▶ [Excerto]
O homem faz parte de uma grande família de Antioquia, na Colômbia, com muitos membros que herdaram um gene mutante chamado presenilina-1 ou PSEN1. Os portadores do PSEN1 têm quase a certeza de desenvolver a doença de Alzheimer numa idade relativamente jovem.

O homem, que tinha a mutação PSEN1, acabou por desenvolver problemas de memória e de raciocínio. Foi-lhe diagnosticada uma demência ligeira aos 72 anos, tendo depois sofrido um maior declínio da memória e uma infeção. Morreu de pneumonia aos 74 anos.

Mas, segundo todas as indicações, deveria ter tido problemas de memória e de raciocínio décadas antes. Quando os médicos examinaram o seu cérebro após a morte, descobriram que estava carregado de beta amilóide e tau, duas proteínas que se acumulam no cérebro de pessoas com Alzheimer.

No entanto, ele também tinha algo a seu favor. Uma análise genética revelou que o homem tinha uma alteração rara num gene que codifica uma proteína chamada reelina, que ajuda as células nervosas a comunicar.

"Neste caso, ficou muito claro que esta variante da reelina faz com que a reelina funcione melhor", disse Joseph Arboleda-Velasquez, professor associado de oftalmologia na Universidade de Harvard, nos Estados Unidos, e principal autor de um novo estudo sobre este homem.

"Isso dá-nos uma grande visão", disse. "Torna muito óbvio que colocar mais reelina no cérebro pode realmente ajudar os doentes."

O estudo foi publicado nesta segunda-feira na revista Nature Medicine.

A proteína reelina melhorada parecia estar a proteger uma parte muito específica do cérebro do homem, uma área que fica atrás do nariz na base do cérebro chamada córtex entorrinal.

"Outra grande conclusão deste caso é que parece que talvez não seja necessária esta proteína em todo o cérebro", observou Arboleda-Velasquez.

O córtex entorrinal é particularmente sensível ao envelhecimento e à doença de Alzheimer. É uma área do cérebro que também envia e recebe sinais relacionados com o sentido do olfato. A perda do olfato é frequentemente um prenúncio de alterações cerebrais que conduzem a dificuldades de memória e de raciocínio.

"Por isso, quando as pessoas têm Alzheimer, a doença começa no córtex entorrinal e depois espalha-se", explicou Arboleda-Velasquez.

Esta é a segunda vez que Arboleda-Velasquez e a equipa que estuda esta família alargada encontram alguém que desafiou as suas probabilidades genéticas.

▶ [Dados disponíveis]
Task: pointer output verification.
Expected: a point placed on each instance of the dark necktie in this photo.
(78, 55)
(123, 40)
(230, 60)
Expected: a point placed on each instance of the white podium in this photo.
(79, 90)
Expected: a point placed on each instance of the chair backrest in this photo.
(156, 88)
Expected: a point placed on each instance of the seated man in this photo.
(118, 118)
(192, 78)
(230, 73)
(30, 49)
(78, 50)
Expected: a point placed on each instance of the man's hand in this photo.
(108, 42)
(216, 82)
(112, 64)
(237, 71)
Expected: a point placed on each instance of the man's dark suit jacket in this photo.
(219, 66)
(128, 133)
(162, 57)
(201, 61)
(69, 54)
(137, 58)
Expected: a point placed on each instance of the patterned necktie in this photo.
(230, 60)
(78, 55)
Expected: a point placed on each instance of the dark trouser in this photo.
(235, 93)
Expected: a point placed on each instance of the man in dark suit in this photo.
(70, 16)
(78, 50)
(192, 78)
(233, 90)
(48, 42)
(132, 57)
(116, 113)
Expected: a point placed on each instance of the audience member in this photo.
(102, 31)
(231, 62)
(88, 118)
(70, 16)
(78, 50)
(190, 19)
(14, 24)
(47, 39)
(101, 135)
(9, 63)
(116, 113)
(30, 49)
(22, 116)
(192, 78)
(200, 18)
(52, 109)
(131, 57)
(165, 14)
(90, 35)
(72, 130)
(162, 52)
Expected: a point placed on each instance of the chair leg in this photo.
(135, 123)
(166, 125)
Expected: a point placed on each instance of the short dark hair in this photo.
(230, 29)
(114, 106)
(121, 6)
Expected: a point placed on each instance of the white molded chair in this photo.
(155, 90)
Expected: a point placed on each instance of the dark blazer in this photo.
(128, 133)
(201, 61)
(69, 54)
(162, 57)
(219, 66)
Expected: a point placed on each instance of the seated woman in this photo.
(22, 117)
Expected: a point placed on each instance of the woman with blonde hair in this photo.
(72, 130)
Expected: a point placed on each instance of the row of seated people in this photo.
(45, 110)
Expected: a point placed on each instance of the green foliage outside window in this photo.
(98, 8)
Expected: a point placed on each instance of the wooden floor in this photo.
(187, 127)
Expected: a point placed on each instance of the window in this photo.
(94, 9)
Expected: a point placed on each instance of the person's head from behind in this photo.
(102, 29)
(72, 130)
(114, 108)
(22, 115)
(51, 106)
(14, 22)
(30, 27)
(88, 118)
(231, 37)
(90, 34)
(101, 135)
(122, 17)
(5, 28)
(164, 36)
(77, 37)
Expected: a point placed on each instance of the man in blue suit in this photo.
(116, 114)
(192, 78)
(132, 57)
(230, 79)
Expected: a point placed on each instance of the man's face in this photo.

▶ [Exercícios]
**a.** Indica todas as proteínas que o excerto nomeia.
**b.** Escreve a continuação do excerto sobre o homem com a mutação PSEN1, a partir da última frase.
Não é preciso usar as linhas.

▶ [Respostas por tarefa]
**a.** Beta amilóide, tau e reelina.

**b.**
Em 2019, os cientistas relataram o caso de uma mulher que deveria ter desenvolvido Alzheimer precoce, mas, em vez disso, manteve sua memória e capacidade de raciocínio até os 70 anos. 

Ela era portadora de duas cópias de uma alteração no seu gene APOE3, que foi apelidada de mutação Christchurch. Esta parece ter diminuído a atividade da proteína APOE3. Tal como a reelina, a APOE é uma molécula de sinalização que é conhecida por desempenhar um papel na formação do risco de uma pessoa vir a sofrer de Alzheimer.

E verifica-se que existe uma ligação entre estes dois casos: os receptores da reelina nas células são os mesmos receptores da APOE.

"Por isso, estes dois doentes estão a apontar com grandes setas. Estão a dizer-nos: 'Ei, esta é a via. Esta é a via que é importante para uma proteção extrema contra a doença de Alzheimer'", defendeu Arboleda-Velasquez.

Mas a via pode não ser tão protetora para todos. A irmã do homem do novo estudo também partilhou a rara alteração genética protetora, que a ajudou, mas não tanto. De acordo com a família, ela começou a sofrer de declínio cognitivo aos 58 anos.

Arboleda-Velasquez disse que isso pode dever-se ao facto de, nas mulheres, a atividade do gene parecer diminuir com a idade, pelo que não produz tanta proteína reelina. "As mulheres podem ter a variante, mas não a expressam tanto como os homens", justificou.

A equipa de Harvard afirma que já está a trabalhar no sentido de desenvolver uma terapia com base nestas descobertas.

Richard Isaacson, neurologista da Florida Atlantic University, diz que estudos como este mostram algo importante: "Em certos casos, podemos ganhar aos nossos genes."

Significa isto que a cura está ao virar da esquina? Ainda é cedo para dizer.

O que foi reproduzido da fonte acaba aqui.